**CHECK YOUR UNDERSTANDING**
1 - From the passage on Hamilton's affair with Maria Reynolds, translate this sentence into Spanish: "Hamilton retaliated by publishing what became known as the Reynolds Pamphlet, in which he confessed to the affair but denied any financial wrongdoing."
2 - Write the next paragraph of the passage on Hamilton's affair with Maria Reynolds, picking up after its last sentence.

**SELECTED PASSAGE**
----------------
Hamilton’s 1791 affair with Maria Reynolds, a married woman, and subsequent blackmail by her husband was the nation’s first sex scandal, revealed by gossip columnist and Republican sympathizer James Callender in a series of pamphlets that accused Hamilton not only of adultery, but also insider trading—conspiring with the Reynolds to use his knowledge of the US economy to buy and sell government bonds at critical times and make a profit. Hamilton retaliated by publishing what became known as the Reynolds Pamphlet, in which he confessed to the affair but denied any financial wrongdoing. Chernow agrees with Hamilton’s summary of events, but he calls the Reynolds Pamphlet a fatal mistake nonetheless.
(Shortform note: Some historians have theorized that Hamilton actually was conspiring with the Reynolds to commit fraud, and the story of the affair was a total fabrication designed to cover his tracks. Callender himself later suggested that the spelling and grammatical errors in Maria Reynolds’ letters (as reproduced in the Pamphlet by Hamilton) were inconsistent and may have been an educated man’s attempt to reconstruct how a less educated woman would write. Skeptics of this theory point out that there’s no evidence for Hamilton laundering money in his financial records and that he was heavily in debt for much of his life.)
----------------
**INFORMATION PROVIDED**
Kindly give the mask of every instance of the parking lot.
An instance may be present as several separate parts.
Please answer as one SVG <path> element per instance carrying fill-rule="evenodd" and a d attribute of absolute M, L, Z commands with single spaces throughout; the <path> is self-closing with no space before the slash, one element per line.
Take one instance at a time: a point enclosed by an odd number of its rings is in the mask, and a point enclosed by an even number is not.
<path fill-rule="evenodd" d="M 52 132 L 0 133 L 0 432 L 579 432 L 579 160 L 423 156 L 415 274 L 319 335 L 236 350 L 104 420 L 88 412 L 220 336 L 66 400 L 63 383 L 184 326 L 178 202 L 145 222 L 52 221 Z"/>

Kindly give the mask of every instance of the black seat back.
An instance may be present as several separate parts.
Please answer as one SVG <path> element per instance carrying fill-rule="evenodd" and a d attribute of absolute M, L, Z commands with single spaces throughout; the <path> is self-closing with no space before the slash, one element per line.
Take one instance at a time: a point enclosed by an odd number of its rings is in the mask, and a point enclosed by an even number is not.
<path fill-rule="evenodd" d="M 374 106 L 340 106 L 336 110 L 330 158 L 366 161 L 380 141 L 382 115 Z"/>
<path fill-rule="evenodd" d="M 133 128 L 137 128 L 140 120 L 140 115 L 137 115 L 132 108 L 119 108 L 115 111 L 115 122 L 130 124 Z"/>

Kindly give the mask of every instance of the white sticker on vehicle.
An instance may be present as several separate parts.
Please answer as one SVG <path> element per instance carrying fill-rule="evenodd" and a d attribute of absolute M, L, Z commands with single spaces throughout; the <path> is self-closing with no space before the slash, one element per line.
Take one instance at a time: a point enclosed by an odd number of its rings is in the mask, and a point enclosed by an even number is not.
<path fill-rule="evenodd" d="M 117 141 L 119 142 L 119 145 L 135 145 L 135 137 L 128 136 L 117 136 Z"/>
----------------
**ANSWERS GIVEN**
1 - Hamilton respondió publicando lo que llegó a conocerse como el Panfleto Reynolds, en el que confesó la aventura pero negó cualquier irregularidad financiera.

2 -
By the standards of the day, the pamphlet was shockingly detailed and embarrassing. Chernow notes that many of Hamilton’s allies had advised him to simply ignore Callender’s accusations, and while his confession did not damage his position within the party or his relationship with Washington, it did ensure that he never held public office again. It also made it difficult for Hamilton to criticize other politicians—for example, when he targeted Jefferson, who had his own sex scandal involving the enslaved woman Sally Hemings, Hamilton was accused of hypocrisy.
(Shortform note: Though rumors about Sally Hemings would follow Jefferson for the rest of his life, and sexual violence committed against slaves by slave owners was common in this era, Callender’s claims were largely dismissed by historians until the late 1990s, when a history of the Hemings family published by historian Annette Gordon-Reed and a DNA test conducted on their surviving descendants demonstrated that Jefferson almost certainly was the father of at least four of Sally Hemings’s children, all of whom were born into slavery.)